**PROBLEM**
In the records that follow, count the lines where the string "brief" appears, and give the count with nothing added.
-*-
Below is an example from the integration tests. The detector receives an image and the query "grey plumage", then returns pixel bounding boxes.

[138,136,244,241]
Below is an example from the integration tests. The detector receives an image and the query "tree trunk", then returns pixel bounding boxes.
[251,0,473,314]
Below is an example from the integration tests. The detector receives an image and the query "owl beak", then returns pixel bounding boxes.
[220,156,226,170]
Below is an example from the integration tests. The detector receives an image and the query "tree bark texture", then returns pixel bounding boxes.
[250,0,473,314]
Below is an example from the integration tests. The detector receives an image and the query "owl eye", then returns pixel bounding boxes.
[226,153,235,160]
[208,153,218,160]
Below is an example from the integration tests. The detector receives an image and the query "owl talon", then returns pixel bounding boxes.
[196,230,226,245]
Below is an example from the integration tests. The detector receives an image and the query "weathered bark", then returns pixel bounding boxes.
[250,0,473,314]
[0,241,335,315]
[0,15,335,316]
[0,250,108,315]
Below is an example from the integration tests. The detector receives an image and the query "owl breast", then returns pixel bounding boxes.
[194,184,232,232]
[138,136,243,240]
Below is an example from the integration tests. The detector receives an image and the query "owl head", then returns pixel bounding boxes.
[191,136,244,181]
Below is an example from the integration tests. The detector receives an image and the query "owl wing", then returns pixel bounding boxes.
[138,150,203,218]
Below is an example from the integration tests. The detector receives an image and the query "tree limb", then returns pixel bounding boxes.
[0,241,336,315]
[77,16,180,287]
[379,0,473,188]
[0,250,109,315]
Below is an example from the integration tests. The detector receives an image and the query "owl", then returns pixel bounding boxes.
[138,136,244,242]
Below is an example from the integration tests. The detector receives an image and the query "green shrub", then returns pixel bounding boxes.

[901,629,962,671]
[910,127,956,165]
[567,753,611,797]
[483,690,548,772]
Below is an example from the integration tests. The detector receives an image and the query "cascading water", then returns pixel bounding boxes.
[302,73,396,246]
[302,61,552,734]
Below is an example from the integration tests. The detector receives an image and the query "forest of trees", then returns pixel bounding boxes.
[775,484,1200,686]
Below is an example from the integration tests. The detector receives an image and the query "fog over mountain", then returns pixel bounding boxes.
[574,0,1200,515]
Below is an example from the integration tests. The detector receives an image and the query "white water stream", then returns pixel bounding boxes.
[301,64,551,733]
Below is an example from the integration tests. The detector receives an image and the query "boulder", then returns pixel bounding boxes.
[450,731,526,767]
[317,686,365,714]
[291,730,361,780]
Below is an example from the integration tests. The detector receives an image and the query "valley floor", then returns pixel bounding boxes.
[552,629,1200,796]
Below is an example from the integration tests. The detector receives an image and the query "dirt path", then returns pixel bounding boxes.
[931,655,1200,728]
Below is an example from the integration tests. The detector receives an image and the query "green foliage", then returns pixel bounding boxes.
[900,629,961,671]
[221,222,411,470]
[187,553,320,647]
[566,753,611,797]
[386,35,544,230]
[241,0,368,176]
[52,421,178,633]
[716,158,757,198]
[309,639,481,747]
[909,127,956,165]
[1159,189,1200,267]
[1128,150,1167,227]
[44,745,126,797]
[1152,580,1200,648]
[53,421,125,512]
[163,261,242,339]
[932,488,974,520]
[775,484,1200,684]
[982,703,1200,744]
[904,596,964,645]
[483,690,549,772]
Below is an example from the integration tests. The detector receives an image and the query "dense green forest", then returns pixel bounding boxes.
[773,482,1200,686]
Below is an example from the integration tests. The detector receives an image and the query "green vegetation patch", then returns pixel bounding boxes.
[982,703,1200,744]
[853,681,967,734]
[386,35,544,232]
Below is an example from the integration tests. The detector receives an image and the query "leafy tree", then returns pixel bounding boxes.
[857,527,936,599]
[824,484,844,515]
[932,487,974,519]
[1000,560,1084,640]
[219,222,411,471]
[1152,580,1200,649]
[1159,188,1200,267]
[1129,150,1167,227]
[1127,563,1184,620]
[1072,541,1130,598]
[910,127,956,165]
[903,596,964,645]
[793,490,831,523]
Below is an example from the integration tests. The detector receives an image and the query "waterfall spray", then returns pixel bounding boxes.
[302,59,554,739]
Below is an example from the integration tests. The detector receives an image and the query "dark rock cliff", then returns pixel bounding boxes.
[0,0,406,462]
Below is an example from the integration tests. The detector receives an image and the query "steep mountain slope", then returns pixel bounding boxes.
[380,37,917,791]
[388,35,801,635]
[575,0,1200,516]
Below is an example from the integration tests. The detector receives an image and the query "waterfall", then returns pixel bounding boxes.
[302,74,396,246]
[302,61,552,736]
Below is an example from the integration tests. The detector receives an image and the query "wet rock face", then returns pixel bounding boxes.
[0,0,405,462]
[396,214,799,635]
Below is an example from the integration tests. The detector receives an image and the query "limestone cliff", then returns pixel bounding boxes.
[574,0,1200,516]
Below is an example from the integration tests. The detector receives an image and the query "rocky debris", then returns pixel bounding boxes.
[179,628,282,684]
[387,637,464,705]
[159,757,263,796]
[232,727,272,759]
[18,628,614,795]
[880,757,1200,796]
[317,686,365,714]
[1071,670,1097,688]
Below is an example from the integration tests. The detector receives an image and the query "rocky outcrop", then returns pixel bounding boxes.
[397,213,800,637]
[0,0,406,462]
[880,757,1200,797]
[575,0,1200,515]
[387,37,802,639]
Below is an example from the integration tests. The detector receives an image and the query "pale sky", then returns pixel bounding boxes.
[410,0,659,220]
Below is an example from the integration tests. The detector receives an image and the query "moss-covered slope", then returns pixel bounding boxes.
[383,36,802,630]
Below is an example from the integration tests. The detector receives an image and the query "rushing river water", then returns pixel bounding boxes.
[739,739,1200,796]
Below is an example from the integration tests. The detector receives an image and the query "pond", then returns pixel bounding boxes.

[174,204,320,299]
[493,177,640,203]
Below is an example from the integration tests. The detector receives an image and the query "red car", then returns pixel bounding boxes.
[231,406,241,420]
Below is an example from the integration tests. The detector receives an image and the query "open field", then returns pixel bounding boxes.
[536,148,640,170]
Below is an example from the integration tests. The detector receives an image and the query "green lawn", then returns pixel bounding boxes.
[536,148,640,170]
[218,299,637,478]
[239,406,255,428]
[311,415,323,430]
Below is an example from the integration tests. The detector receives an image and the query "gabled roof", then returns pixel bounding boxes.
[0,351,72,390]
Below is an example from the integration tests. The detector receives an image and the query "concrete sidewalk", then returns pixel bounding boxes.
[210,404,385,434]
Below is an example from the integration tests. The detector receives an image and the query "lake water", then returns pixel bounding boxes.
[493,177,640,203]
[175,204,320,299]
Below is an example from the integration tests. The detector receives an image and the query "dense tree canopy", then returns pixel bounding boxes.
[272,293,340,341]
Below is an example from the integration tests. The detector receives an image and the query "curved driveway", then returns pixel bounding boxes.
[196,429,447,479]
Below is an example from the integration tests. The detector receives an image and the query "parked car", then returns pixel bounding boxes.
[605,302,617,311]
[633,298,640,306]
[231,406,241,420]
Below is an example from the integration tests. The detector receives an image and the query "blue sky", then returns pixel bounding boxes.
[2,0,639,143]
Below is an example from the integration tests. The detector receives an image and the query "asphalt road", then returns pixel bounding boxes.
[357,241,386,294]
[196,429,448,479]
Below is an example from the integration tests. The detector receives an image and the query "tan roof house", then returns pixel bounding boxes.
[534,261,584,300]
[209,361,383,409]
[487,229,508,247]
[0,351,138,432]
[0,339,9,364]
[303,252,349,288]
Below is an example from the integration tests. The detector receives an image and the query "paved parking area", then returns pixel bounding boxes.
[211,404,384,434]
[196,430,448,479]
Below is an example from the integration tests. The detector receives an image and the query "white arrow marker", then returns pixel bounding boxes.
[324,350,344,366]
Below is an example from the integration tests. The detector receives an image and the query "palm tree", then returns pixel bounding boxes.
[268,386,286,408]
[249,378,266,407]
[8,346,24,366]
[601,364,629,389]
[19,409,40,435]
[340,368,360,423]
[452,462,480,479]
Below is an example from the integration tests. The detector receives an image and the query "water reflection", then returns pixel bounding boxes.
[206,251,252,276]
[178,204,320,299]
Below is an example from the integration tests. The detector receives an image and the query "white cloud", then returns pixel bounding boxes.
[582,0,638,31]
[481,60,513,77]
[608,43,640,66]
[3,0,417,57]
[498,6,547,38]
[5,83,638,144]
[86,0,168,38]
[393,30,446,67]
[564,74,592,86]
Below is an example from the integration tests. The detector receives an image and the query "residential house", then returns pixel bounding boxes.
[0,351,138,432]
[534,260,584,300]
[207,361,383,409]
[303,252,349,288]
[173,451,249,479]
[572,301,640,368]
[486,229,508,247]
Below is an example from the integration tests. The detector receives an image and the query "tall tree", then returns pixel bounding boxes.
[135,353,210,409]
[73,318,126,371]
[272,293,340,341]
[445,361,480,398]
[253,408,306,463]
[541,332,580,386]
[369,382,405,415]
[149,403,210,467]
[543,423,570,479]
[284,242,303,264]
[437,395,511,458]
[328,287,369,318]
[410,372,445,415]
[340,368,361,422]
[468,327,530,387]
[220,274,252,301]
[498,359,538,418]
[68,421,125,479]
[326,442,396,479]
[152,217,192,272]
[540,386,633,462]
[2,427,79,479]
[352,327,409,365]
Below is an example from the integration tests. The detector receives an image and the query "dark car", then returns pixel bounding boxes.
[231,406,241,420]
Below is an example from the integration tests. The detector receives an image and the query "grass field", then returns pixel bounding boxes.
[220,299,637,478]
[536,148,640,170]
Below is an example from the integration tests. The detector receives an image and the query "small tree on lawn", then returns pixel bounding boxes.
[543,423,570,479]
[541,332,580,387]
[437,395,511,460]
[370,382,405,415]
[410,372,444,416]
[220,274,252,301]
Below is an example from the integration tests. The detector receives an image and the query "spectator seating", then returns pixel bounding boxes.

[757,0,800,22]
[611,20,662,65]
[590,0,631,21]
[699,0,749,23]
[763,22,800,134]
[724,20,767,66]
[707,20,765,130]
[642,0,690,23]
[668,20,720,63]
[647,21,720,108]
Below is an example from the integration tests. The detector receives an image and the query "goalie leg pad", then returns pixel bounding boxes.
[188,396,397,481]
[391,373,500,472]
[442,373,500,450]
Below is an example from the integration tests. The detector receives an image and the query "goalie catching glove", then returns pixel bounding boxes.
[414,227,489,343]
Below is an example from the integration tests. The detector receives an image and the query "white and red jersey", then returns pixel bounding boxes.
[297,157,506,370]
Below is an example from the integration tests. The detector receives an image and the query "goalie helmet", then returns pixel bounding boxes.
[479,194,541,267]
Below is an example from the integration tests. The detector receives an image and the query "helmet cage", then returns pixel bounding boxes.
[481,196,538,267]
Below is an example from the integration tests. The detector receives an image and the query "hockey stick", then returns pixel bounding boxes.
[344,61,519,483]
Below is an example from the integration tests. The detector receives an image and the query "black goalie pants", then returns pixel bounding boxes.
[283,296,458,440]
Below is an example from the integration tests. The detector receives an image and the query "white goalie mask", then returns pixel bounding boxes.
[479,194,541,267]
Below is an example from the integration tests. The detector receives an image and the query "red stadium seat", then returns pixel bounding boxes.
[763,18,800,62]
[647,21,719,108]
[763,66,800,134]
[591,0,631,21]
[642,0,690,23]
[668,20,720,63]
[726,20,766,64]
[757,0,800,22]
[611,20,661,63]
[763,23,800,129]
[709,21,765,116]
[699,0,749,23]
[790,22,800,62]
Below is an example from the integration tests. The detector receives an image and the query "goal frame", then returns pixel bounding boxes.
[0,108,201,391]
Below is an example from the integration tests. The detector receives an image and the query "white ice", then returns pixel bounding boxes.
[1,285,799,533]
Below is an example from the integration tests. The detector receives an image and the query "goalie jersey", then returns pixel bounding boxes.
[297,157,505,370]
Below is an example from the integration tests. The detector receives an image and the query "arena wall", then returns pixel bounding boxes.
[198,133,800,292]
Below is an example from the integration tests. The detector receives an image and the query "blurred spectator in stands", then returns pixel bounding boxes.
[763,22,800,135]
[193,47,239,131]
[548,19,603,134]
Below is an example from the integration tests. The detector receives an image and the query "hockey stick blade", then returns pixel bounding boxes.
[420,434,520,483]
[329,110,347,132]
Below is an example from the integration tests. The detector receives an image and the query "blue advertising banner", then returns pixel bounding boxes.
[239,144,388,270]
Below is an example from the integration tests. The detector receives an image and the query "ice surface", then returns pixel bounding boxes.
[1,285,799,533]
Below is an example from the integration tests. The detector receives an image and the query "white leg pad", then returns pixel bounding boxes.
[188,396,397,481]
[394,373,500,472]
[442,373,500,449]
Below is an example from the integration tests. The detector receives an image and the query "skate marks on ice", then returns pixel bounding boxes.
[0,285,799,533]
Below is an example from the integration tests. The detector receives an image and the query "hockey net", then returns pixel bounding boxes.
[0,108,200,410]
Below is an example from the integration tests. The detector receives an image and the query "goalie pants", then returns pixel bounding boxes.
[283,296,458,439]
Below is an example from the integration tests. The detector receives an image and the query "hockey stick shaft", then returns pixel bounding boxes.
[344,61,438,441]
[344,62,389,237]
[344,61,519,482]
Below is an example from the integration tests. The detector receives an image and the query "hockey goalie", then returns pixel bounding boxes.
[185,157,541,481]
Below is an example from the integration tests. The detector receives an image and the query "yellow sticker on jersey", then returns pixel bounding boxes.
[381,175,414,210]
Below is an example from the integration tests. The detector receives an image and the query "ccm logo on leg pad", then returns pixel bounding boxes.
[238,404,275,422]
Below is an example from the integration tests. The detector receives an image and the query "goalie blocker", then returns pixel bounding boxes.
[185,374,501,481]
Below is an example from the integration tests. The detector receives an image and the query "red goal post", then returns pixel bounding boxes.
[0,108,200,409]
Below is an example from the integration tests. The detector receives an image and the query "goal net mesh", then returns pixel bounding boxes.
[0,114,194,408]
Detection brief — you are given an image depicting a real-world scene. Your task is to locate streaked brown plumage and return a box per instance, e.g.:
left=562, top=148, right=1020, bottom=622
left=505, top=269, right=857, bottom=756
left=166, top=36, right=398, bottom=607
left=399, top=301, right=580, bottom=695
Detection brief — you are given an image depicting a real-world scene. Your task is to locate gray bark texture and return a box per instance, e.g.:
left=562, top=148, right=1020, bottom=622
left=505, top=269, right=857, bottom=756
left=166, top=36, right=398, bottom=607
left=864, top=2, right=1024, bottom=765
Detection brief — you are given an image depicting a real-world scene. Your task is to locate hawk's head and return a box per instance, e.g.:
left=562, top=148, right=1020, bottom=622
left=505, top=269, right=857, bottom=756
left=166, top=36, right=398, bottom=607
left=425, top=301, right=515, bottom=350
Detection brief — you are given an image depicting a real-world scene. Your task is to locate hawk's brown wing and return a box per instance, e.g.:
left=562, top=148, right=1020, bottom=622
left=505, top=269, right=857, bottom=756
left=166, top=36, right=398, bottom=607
-*-
**FINAL ANSWER**
4